**CHALLENGE**
Please write out the material below line for line, without changing anything.
* BEGIN *
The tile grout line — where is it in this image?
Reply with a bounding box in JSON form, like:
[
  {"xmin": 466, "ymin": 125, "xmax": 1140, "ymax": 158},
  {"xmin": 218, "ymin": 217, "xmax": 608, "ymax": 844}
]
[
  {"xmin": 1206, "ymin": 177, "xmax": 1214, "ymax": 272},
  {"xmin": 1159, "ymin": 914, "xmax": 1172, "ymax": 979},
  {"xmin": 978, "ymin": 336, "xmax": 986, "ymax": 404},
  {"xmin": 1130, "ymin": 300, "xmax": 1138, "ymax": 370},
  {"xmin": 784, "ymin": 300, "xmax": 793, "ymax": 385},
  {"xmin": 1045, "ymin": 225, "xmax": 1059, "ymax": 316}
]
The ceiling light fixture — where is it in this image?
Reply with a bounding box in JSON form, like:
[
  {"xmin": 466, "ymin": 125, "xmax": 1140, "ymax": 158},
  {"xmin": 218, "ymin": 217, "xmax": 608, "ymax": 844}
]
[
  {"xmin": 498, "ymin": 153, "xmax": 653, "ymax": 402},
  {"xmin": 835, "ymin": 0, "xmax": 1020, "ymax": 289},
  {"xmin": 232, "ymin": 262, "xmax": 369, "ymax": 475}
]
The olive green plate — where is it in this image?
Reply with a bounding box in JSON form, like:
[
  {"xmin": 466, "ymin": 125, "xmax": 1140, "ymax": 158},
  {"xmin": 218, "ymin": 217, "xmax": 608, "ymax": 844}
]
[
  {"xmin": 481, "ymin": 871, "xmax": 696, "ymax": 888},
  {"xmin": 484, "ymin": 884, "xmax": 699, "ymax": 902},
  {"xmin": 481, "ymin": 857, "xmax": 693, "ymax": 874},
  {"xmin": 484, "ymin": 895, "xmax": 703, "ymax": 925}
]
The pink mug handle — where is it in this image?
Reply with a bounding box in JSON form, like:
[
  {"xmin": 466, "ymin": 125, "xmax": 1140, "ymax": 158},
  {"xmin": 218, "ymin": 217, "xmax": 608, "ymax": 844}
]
* END *
**RESULT BELOW**
The tile grout line — where is it in this image?
Reply with a bounding box in JSON form, like:
[
  {"xmin": 466, "ymin": 125, "xmax": 1140, "ymax": 158},
  {"xmin": 218, "ymin": 217, "xmax": 608, "ymax": 844}
]
[
  {"xmin": 1206, "ymin": 177, "xmax": 1214, "ymax": 272},
  {"xmin": 1159, "ymin": 914, "xmax": 1172, "ymax": 979},
  {"xmin": 978, "ymin": 336, "xmax": 986, "ymax": 404},
  {"xmin": 1130, "ymin": 300, "xmax": 1138, "ymax": 370},
  {"xmin": 784, "ymin": 300, "xmax": 793, "ymax": 385},
  {"xmin": 1045, "ymin": 225, "xmax": 1059, "ymax": 316}
]
The ceiling light fixture — where is it in this image?
Reply with a bounding box in JSON form, like:
[
  {"xmin": 466, "ymin": 125, "xmax": 1140, "ymax": 158},
  {"xmin": 218, "ymin": 217, "xmax": 608, "ymax": 844}
]
[
  {"xmin": 498, "ymin": 153, "xmax": 653, "ymax": 402},
  {"xmin": 835, "ymin": 0, "xmax": 1020, "ymax": 289},
  {"xmin": 232, "ymin": 262, "xmax": 369, "ymax": 475}
]
The olive green plate — where is it in this image?
Reply with a bounding box in JSON form, like:
[
  {"xmin": 466, "ymin": 125, "xmax": 1140, "ymax": 158},
  {"xmin": 218, "ymin": 217, "xmax": 608, "ymax": 844}
]
[
  {"xmin": 481, "ymin": 871, "xmax": 696, "ymax": 888},
  {"xmin": 484, "ymin": 884, "xmax": 699, "ymax": 902},
  {"xmin": 481, "ymin": 857, "xmax": 693, "ymax": 874},
  {"xmin": 484, "ymin": 895, "xmax": 703, "ymax": 925}
]
The pink mug handle — where is it in this image?
Reply with a bounding box in JSON form, like:
[
  {"xmin": 466, "ymin": 125, "xmax": 1140, "ymax": 158},
  {"xmin": 218, "ymin": 217, "xmax": 608, "ymax": 844}
]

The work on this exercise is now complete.